Problem to solve
Write out the lines below again with "planogram log" replaced by "stock audit sheet" and nothing else changed. Leave the pictures out of your answer.

Record extracts
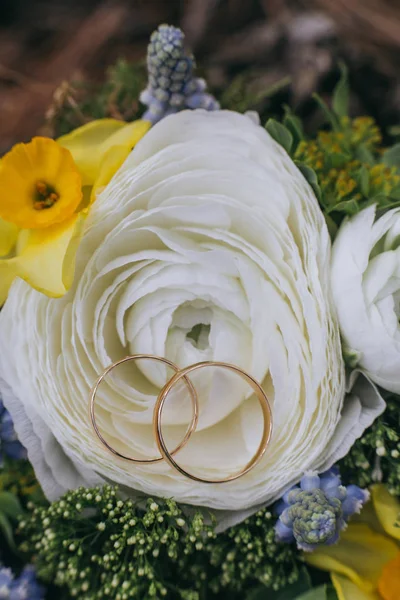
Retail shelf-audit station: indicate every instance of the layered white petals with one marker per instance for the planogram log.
(366, 289)
(208, 244)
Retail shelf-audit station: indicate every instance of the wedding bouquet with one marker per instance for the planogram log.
(199, 238)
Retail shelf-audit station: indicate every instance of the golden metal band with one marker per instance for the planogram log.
(192, 426)
(261, 396)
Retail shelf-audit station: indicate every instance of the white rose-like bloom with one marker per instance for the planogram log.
(366, 289)
(208, 244)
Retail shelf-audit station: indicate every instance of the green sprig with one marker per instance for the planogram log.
(100, 546)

Response
Retail shelf-audit station: indicate every instance of the layered white petals with one marker per instance for the stock audit sheet.
(366, 289)
(208, 244)
Retail shelf-audit station: indicate every instance of the wedding bouquet with one marker per instance for the stock audit sheet.
(199, 238)
Retail shelf-audit station: indicate every instance of the golden metal band with one marker per instance for the stock audit sheet.
(192, 426)
(261, 396)
Retail shelf-audit station: indicate every instance of the white rose-like bloom with one marker per instance for the stock audit sheet.
(366, 289)
(208, 244)
Retail shelf-audit station: indicate every instance of the green sprig with one marker per instance for the stock audit sheet.
(100, 546)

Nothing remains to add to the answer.